Texte source –
+-------+
Publié le février 2006 - François-Xavier Verschave

Article paru dans la revue Équité n° 11 Bulletin d’Éducation au Commerce Équitable, France, Décembre 2005.

Par François Lille, économiste, membre de l’association BPEM, ancien officier de la marine marchande

Lorsqu’on pose la question de la garantie du commerce équitable la question du transport des produits n’est que trop rarement évoquée. Or, comment la revendication d’un commerce équitable d’un bout à l’autre de la filière peut-elle continuer à ignorer son chaînon physique central, le transport ? Par terre, par mers et dans les airs, les produits voyagent à travers le monde. Mais le transport international se dégrade de manière inquiétante.. L’égalité de ses travailleurs est de plus en plus honteusement bafouée.
+-------+
Consigne – Recopiez intégralement, sans y apporter la moindre modification, l'extrait ci-dessus consacré au transport dans le commerce équitable.

Données fournies –
+-------+
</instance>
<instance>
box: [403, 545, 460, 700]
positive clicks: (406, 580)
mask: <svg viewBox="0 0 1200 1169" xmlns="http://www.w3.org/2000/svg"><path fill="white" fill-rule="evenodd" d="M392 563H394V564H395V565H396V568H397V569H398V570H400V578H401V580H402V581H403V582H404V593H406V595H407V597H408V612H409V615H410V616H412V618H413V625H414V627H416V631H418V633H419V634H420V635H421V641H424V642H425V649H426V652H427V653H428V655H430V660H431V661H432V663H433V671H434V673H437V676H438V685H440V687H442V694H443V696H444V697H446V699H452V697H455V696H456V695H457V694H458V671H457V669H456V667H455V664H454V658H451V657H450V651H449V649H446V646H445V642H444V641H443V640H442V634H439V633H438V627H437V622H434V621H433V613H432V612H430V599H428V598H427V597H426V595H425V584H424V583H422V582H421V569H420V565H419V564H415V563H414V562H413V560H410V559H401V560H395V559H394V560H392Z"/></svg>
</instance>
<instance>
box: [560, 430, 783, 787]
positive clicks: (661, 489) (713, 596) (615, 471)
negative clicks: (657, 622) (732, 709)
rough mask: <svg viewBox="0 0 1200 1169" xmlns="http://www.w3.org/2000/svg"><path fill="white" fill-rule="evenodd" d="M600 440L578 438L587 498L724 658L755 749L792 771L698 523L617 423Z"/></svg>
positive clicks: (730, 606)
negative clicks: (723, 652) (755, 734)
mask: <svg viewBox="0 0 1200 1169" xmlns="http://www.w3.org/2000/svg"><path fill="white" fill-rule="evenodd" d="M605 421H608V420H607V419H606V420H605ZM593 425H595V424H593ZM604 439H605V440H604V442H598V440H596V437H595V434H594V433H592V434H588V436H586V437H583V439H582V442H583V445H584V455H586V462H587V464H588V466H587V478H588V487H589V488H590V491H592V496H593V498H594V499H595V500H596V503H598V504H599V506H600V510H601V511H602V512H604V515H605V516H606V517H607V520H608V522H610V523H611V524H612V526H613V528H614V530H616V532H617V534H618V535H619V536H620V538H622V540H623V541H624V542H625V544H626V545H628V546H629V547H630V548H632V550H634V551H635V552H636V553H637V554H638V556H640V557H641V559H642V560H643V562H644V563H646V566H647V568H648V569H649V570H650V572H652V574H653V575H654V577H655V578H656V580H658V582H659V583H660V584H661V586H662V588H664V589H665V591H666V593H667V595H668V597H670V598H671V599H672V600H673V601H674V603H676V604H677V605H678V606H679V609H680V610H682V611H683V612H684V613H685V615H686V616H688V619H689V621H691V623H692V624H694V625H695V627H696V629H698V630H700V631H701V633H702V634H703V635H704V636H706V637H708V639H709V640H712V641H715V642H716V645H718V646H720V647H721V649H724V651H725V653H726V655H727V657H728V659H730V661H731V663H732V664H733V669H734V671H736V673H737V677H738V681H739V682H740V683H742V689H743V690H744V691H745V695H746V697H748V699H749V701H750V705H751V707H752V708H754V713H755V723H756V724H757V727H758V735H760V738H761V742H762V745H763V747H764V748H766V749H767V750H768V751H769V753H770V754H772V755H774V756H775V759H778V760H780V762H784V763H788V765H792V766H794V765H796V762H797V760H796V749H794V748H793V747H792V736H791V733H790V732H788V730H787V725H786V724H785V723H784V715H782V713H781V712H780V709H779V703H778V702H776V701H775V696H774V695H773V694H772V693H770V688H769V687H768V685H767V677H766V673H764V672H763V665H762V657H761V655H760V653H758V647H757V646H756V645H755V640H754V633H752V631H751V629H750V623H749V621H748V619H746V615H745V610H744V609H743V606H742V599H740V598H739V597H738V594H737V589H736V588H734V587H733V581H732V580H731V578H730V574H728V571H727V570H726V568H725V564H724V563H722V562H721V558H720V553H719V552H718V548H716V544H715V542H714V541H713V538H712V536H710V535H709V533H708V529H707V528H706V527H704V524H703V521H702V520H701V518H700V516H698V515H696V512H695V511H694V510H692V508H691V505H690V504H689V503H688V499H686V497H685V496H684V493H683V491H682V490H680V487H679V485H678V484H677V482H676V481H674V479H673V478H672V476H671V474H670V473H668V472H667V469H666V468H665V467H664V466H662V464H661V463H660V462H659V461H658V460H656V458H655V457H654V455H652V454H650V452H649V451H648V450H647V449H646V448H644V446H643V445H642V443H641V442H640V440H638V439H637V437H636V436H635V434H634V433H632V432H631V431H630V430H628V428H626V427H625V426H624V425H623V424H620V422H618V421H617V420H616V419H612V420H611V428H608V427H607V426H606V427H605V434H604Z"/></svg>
+-------+
Exercice corrigé –
Publié le février 2006 - François-Xavier Verschave

Article paru dans la revue Équité n° 11 Bulletin d’Éducation au Commerce Équitable, France, Décembre 2005.

Par François Lille, économiste, membre de l’association BPEM, ancien officier de la marine marchande

Lorsqu’on pose la question de la garantie du commerce équitable la question du transport des produits n’est que trop rarement évoquée. Or, comment la revendication d’un commerce équitable d’un bout à l’autre de la filière peut-elle continuer à ignorer son chaînon physique central, le transport ? Par terre, par mers et dans les airs, les produits voyagent à travers le monde. Mais le transport international se dégrade de manière inquiétante.. L’égalité de ses travailleurs est de plus en plus honteusement bafouée.